* Record del dataset:
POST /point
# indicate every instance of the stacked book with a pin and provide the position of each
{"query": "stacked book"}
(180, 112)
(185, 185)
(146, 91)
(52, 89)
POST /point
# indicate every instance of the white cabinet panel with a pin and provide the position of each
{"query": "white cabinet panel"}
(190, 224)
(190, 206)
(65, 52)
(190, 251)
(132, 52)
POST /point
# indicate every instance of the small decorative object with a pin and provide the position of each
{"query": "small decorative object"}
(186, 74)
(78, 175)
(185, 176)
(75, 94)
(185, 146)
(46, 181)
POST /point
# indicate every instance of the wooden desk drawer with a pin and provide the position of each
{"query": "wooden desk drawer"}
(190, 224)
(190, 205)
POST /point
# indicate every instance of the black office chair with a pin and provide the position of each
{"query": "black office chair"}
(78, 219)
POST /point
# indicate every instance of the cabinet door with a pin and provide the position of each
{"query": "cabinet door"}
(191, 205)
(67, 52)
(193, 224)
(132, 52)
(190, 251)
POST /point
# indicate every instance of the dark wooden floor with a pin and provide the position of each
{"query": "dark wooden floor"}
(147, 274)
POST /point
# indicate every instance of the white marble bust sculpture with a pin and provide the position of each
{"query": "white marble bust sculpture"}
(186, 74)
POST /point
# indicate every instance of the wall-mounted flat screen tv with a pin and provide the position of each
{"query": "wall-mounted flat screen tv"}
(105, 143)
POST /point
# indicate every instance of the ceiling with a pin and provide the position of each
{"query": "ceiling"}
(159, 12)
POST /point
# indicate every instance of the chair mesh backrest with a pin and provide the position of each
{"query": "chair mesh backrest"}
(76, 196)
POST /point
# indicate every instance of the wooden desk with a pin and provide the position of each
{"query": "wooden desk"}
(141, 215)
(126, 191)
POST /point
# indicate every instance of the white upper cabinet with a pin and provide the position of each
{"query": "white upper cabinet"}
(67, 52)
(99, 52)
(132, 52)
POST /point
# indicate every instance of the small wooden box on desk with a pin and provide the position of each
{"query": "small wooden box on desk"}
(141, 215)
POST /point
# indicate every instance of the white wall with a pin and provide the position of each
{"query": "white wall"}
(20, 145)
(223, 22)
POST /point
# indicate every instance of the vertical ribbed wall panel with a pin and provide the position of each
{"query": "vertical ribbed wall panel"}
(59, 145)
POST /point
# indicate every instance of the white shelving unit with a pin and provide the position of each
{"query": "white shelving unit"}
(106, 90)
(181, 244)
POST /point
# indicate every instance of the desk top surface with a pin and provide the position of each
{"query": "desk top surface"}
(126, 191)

==

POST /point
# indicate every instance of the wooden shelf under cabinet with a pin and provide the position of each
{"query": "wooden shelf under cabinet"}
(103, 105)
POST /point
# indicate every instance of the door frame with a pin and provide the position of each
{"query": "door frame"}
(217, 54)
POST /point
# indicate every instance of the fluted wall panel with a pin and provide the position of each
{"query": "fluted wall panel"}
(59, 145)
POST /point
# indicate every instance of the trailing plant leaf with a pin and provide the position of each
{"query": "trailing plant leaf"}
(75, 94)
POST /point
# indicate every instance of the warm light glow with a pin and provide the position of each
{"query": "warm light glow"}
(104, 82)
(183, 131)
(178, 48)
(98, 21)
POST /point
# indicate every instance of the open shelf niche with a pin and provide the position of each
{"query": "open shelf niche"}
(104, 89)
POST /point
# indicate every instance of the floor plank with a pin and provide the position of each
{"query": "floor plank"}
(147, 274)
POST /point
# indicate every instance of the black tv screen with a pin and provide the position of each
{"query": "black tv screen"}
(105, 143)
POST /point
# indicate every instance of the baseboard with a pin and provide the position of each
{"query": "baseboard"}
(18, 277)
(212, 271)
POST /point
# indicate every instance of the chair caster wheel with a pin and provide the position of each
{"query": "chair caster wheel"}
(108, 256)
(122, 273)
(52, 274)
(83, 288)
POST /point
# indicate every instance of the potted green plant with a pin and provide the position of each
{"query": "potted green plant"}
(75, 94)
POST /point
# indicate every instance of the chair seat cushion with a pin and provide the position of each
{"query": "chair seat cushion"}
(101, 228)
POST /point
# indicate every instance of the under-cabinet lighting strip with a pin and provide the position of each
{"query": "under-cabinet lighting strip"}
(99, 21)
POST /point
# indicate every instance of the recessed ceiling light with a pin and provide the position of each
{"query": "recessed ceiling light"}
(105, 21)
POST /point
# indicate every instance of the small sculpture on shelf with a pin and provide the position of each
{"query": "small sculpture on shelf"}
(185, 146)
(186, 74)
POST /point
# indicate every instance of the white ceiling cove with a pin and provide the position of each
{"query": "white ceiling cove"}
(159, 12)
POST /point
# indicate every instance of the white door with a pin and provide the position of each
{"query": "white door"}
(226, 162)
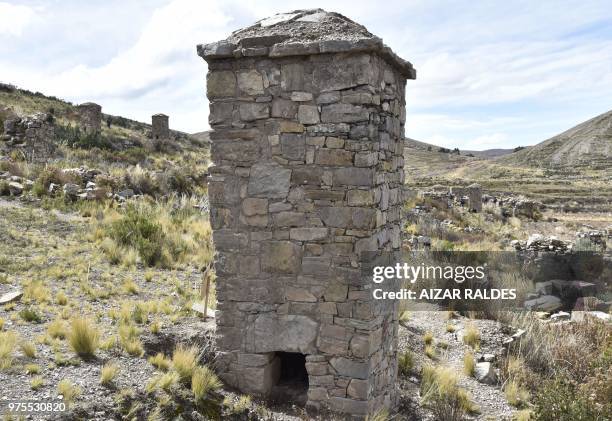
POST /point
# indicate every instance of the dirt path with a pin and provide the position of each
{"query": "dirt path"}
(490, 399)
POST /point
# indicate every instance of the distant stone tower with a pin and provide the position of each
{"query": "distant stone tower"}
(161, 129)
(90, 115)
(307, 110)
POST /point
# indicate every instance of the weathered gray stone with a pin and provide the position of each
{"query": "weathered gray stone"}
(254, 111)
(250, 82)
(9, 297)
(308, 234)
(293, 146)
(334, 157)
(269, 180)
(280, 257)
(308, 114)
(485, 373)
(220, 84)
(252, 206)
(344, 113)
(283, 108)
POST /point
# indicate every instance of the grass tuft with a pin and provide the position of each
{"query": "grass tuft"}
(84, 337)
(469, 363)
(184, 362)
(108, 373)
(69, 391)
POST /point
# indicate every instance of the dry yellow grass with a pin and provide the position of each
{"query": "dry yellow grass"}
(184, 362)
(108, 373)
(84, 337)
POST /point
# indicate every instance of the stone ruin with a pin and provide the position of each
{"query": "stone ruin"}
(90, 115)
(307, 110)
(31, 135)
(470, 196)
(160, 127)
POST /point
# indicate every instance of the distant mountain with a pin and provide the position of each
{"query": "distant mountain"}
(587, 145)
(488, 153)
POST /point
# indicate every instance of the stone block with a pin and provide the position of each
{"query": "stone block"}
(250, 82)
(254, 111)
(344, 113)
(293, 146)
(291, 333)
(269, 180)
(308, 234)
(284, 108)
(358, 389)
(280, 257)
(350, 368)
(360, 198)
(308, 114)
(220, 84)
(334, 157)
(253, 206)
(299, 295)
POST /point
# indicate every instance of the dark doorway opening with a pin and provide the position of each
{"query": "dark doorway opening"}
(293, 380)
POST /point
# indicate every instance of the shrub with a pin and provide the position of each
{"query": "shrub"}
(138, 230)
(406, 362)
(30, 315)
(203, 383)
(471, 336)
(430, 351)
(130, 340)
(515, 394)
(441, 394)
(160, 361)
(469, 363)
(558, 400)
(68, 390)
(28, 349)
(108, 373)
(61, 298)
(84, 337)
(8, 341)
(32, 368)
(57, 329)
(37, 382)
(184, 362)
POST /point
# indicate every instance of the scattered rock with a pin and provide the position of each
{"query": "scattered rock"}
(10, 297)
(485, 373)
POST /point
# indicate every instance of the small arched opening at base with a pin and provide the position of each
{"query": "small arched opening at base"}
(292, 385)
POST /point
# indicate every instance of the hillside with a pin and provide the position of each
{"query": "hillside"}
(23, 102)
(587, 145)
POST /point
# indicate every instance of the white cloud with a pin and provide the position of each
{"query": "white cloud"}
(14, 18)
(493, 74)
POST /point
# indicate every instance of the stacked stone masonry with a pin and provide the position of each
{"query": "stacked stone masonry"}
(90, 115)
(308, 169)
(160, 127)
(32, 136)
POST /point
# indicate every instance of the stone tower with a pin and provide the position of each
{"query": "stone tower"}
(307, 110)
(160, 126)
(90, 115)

* L'esercizio:
Raccogli tutte le righe dei record che contengono la stringa "cloud", tenendo conto di maiuscole e minuscole.

* Risultato corretto:
# indicate every instance of the white cloud with a pin and provide the position of each
{"query": "white cloud"}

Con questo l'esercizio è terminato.